◆ **Request**
Copy out the records below word for word, omitting the pictures.

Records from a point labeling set
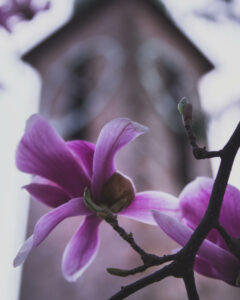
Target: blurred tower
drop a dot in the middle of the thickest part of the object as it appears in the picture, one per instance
(118, 58)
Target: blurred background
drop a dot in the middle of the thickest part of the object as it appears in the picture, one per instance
(82, 63)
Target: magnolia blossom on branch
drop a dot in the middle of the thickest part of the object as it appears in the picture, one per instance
(214, 258)
(63, 170)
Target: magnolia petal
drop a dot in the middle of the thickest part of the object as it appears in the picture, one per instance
(82, 249)
(230, 211)
(225, 264)
(49, 194)
(84, 152)
(47, 223)
(23, 252)
(194, 200)
(112, 138)
(140, 208)
(43, 152)
(75, 207)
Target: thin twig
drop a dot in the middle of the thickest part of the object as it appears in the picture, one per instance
(182, 266)
(156, 262)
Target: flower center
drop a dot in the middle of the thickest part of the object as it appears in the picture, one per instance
(117, 193)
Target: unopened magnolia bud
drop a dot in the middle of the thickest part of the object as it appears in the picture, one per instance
(117, 193)
(89, 203)
(185, 109)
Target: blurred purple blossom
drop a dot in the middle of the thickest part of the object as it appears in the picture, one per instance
(21, 9)
(213, 259)
(62, 172)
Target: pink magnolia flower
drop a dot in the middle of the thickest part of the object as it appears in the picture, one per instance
(213, 258)
(62, 172)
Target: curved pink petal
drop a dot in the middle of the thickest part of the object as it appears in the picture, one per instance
(47, 192)
(23, 252)
(230, 211)
(225, 264)
(43, 152)
(143, 203)
(194, 199)
(75, 207)
(47, 223)
(114, 135)
(84, 152)
(82, 249)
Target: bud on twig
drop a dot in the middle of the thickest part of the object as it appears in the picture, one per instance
(185, 109)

◆ **Output for this exercise**
Target: blurred tower
drop a dot in the middle of the thickest part of the object as it appears in the picture, one per instance
(118, 58)
Target: blurred background
drop a dot in the middle of the thickest part of the object as it appears in the picture, one per instance
(82, 63)
Target: magnolia blossom on branch
drop a dot in the middle of the thickest part of the object as it appears in the picture, one per instance
(214, 258)
(63, 170)
Target: magnolia petal
drop a dot in the middle of the thickest part of the object as it appears in the picture, one per instance
(82, 249)
(230, 211)
(225, 264)
(49, 194)
(84, 152)
(47, 223)
(23, 252)
(194, 200)
(112, 138)
(140, 208)
(43, 152)
(75, 207)
Target: thin twig
drop a dot in the middle of the thickest part of the object as it appears in the picture, one per instance
(182, 266)
(156, 262)
Target: flower center
drop a dot in the middle of the thickest part of the object as it appears in the picture, one per instance
(117, 193)
Target: unopened magnolia bud
drop a dot in the middle of the thickest part of the object as it appears in the picture, one per instance
(117, 193)
(89, 203)
(185, 109)
Target: blurred purple blossom
drop a dot in the middle of the thickest part of the object as it appears in the picture, one per instance
(21, 9)
(213, 259)
(62, 172)
Target: pink magnolia flower
drop a dot in the middle of the thickest part of the object as it appears in the picture, one per instance
(213, 258)
(62, 172)
Target: curved pink petal
drop a dot in the middle of the thickest part of the object as it appears in the picture, one per instance
(47, 192)
(23, 252)
(230, 211)
(225, 264)
(43, 152)
(143, 203)
(194, 199)
(75, 207)
(47, 223)
(114, 135)
(84, 152)
(82, 249)
Target: bud on twig
drop a dot in the middle of the thickest part of the object as it appears in the picture, one per instance
(185, 109)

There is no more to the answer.